WHAT YOU NEED TO DO >>
- A) In the conference notes, what term did the teacher use for his asynchronous methods?
- B) Carry the conference notes forward from their final sentence.

The answer to the next query was also disappointing. A teacher who had already started using technology in his course (the usual Yahoo Groups thing: a mailing list, a place where files can be uploaded, and an e-mail address to send assignments) was wondering if Education 3.0 allows more synchronous (his methods are asynchronous; actually his term was “decoupled”) ways of connecting to students like video conferencing.
The speaker’s answer was that Education 3.0 is just being conceived as an idea so he’s not sure if those are included.
My reaction: Uh… isn’t what he’s talking about already under Education 2.0?
I transferred to the UP Theater after lunch.
Web Threats Security
Mr. Rodel Villarez
Trend Micro dude.
I’d say this was a decent talk even though it was a pitch for their product line. It’s not as hardcore as the Security Audit talk, but it touched the key aspects of web threats that people aren’t really that familiar with e.g. social engineering, anti-virus software needs to be supported by other software and habits, etc.

SUPPLIED MATERIAL >>
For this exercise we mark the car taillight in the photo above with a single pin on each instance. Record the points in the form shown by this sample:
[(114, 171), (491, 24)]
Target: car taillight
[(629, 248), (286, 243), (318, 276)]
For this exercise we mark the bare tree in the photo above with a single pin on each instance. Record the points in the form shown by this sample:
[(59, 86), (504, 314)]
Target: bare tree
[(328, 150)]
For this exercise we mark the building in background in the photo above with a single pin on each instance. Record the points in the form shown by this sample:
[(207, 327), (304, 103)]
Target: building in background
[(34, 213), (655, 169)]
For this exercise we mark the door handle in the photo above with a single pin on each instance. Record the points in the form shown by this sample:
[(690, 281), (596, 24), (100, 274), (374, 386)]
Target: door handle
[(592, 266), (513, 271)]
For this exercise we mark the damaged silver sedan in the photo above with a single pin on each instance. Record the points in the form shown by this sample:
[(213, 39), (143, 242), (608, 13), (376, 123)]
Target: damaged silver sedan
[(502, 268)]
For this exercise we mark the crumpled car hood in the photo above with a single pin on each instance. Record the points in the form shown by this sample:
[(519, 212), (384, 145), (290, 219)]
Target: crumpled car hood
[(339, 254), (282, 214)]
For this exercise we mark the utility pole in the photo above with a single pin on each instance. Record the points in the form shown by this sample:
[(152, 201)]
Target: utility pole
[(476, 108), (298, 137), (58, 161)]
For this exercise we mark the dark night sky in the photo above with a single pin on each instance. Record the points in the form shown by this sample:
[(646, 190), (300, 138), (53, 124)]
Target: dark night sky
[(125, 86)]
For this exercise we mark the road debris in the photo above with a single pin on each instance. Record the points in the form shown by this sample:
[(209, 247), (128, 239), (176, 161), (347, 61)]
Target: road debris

RESPONSES BY ITEM NUMBER >>
- A) Decoupled

- B)
Even though he doesn’t look or sound it, the speaker was actually pretty good at managing the audience.
Global IT Certification Standards
Ms. Maria Corazon Akol
What was impressive about the talk was the speaker’s ability in answering questions. I posed the “Certifications are ignored by companies that read Dilbert” problem and she was able to quickly respond by making it clear to the audience that certifications are not an “end” (i.e. pwede na akong mag-drop out pag nakakuha na ako ng PhilNITS certification), and that completing your course to get a holistic learning experience is still the way to go.
It was a valid answer and I applaud her for that. Her other answers also showed that she was familiar with all of the issues regarding PhilNITS. This, IMHO, made it clear how much she is devoted to her cause.
Cloud Computing and SaaS (Software as a Service)
Mr. Jerome Gotangco
Morph Labs guy. They’re offering a PaaS.
He already gave this talk in DevCon. The main difference with this talk was that today’s audience was a bunch of notches lower in terms of technical knowledge than the DevCon audience. That meant that the former needs to be aware that PaaS ~= Facebook and SaaS ~= Pet Society, and that demonstrating creating 4 App and DB servers in a minute wouldn’t be as awe-inspiring.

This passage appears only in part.